■ **Quoted text**
* * * * *

Uploaded image for project: 'Apache Drill'
  1. Apache Drill
  2. DRILL-5009

Query with a simple join fails on Hive generated parquet

Details

    • Bug
    • Status: Closed
    • Blocker
    • Resolution: Fixed
    • 1.9.0
    • 1.9.0
    • Storage - Parquet
    • None
    • Commit ID: 5a439424594eb10d113163eaa1fdf8034f387235c
      1.9.0 SNAPSHOT - Nov 5 2016

    Description

      Query:

      SELECT *
      FROM store_sales ss, customer c
      WHERE  ss.ss_customer_sk = c.c_customer_sk 
      LIMIT 1; 
      

      Error:

      Error: SYSTEM ERROR: IOException: End of stream reached while initializing buffered reader.
      
      Fragment 2:0
      
      [Error Id: 93726aea-1d62-4e7c-a2bf-1d7cc1e834e4 on abhi1:31010]
      
        (org.apache.drill.common.exceptions.DrillRuntimeException) Error in parquet record reader.
      ...
      ...

* * * * *

■ **Supplied records**

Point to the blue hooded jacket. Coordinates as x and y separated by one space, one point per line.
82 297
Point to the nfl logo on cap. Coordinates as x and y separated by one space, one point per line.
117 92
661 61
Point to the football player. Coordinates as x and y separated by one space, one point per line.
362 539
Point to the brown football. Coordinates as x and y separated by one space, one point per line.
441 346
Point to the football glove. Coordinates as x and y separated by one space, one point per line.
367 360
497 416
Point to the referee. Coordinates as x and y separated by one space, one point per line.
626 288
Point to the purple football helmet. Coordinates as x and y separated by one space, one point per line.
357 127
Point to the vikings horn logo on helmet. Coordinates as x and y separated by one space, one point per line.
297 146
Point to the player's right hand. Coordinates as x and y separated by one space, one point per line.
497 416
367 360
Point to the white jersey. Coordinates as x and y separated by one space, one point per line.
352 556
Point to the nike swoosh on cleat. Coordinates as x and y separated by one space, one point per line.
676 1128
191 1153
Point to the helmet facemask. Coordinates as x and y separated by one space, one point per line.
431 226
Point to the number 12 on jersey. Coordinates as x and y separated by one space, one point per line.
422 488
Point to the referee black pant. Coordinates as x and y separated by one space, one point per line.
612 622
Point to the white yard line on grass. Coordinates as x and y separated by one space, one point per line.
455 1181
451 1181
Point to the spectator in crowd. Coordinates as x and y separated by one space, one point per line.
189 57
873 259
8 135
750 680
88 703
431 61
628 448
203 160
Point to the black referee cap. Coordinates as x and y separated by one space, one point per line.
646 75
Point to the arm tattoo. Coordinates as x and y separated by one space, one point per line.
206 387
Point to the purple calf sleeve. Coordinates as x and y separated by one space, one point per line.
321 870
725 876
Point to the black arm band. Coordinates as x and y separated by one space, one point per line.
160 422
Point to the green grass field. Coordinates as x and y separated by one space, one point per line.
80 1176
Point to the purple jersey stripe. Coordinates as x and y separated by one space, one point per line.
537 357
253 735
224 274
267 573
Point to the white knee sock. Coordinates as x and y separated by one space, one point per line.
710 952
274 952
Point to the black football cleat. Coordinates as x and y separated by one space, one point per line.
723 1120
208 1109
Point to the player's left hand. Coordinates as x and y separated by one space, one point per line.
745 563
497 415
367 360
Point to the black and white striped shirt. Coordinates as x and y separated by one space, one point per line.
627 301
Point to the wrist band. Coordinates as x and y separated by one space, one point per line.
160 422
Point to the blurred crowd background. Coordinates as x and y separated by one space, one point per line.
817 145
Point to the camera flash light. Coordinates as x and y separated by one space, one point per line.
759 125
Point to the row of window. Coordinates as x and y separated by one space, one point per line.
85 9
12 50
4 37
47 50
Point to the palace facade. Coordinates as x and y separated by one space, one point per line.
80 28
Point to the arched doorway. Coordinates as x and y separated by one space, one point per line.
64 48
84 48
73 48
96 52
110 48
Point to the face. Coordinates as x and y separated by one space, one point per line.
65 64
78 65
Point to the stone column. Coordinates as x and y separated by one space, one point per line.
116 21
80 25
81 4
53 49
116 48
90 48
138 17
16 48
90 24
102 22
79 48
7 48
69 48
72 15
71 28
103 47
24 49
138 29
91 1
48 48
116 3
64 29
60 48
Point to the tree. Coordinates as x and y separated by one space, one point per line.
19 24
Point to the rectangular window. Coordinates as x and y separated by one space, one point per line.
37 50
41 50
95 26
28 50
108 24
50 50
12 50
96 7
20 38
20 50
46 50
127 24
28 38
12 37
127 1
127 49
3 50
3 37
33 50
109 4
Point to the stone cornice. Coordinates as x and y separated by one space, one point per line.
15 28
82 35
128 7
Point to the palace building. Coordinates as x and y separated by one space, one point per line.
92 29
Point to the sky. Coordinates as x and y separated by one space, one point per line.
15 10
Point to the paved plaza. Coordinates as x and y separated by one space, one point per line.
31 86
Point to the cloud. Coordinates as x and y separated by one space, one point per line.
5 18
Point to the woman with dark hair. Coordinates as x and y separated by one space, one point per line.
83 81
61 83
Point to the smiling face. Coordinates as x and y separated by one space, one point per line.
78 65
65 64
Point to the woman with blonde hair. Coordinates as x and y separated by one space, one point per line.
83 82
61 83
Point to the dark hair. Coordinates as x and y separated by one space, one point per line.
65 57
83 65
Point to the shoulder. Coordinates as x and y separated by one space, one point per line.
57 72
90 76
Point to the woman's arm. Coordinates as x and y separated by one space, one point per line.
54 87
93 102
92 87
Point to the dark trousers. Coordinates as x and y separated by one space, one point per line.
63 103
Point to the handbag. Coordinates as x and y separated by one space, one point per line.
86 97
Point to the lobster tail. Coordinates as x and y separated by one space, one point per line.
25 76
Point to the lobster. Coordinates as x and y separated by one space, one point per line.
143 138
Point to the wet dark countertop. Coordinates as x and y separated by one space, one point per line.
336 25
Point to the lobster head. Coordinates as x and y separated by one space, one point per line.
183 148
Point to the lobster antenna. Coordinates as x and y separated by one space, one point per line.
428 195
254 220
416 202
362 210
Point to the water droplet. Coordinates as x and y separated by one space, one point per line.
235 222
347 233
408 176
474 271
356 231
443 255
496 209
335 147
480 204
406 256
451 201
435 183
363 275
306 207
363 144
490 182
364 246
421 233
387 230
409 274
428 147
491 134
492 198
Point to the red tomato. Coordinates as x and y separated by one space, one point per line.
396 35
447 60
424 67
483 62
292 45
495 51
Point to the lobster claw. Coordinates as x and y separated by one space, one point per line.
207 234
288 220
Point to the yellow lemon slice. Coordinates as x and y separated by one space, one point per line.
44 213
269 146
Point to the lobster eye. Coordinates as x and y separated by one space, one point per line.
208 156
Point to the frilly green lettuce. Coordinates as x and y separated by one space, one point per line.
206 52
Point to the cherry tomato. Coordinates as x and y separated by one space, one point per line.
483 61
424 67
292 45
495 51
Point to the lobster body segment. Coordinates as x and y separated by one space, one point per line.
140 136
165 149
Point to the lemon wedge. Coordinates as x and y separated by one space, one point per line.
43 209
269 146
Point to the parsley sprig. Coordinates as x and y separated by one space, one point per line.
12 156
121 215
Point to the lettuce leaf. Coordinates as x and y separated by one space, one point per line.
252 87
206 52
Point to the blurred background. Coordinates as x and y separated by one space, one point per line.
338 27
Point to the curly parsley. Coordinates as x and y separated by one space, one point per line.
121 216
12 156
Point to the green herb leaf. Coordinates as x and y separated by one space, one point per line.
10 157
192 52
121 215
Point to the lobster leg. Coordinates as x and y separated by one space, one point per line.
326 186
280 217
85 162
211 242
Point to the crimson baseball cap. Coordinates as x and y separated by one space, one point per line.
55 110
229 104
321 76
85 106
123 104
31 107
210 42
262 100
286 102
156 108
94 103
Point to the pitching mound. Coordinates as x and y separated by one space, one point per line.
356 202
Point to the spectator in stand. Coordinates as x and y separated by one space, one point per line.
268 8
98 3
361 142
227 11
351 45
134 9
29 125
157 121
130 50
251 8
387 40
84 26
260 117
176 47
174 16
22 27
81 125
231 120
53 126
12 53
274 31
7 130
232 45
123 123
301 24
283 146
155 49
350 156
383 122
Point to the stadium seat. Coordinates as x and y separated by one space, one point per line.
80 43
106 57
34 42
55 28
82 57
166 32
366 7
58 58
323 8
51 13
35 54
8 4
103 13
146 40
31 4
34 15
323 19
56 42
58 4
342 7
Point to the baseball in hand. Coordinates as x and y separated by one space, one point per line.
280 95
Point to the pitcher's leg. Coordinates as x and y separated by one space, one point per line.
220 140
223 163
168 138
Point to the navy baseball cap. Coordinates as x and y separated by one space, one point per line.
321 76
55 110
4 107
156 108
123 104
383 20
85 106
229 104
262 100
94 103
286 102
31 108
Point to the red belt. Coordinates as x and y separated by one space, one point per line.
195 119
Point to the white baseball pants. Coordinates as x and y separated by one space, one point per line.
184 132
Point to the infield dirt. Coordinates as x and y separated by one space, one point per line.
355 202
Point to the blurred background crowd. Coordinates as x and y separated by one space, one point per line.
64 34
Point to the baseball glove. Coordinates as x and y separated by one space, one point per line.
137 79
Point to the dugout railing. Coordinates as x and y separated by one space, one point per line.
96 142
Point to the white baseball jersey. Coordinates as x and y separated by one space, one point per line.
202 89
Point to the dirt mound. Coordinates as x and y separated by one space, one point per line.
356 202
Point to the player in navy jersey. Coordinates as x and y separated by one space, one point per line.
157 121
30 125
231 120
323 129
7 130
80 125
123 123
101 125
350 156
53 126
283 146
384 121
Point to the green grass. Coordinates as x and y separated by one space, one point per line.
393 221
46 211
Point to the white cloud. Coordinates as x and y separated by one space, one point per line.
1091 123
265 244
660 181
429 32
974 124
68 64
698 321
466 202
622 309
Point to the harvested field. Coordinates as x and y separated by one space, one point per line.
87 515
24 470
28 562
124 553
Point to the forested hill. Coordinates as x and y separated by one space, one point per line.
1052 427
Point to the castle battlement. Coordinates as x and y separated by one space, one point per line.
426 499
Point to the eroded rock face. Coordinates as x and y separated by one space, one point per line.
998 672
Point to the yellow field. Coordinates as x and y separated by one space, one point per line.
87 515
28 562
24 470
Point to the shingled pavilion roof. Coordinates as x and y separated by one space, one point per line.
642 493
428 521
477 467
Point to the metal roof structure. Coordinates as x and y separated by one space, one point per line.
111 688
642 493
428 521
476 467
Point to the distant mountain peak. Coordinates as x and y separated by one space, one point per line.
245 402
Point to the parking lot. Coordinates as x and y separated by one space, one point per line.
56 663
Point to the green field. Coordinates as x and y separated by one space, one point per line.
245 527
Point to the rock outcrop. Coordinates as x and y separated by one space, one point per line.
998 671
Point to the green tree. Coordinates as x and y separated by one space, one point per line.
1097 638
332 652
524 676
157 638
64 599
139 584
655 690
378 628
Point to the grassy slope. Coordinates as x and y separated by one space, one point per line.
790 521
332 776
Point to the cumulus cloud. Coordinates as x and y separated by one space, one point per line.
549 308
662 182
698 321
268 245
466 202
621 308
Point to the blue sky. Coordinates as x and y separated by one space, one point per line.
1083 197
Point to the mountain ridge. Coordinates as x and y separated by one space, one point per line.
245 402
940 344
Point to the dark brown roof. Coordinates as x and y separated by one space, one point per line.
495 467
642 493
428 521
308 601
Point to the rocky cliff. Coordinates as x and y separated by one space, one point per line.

* * * * *

■ **Problem set**
A. According to the DRILL-5009 page, what system error does the join query produce?
B. For each statement, answer yes or no based on the DRILL-5009 page, and quote the words that decide it: (i) The issue's status is Closed. (ii) The query joins store_sales with customer. (iii) The query limits its output to ten rows.

■ **Exercise solutions**
A. IOException: End of stream reached while initializing buffered reader.

B.
(i) Yes: "Status: Closed"
(ii) Yes: "FROM store_sales ss, customer c"
(iii) No: "LIMIT 1;"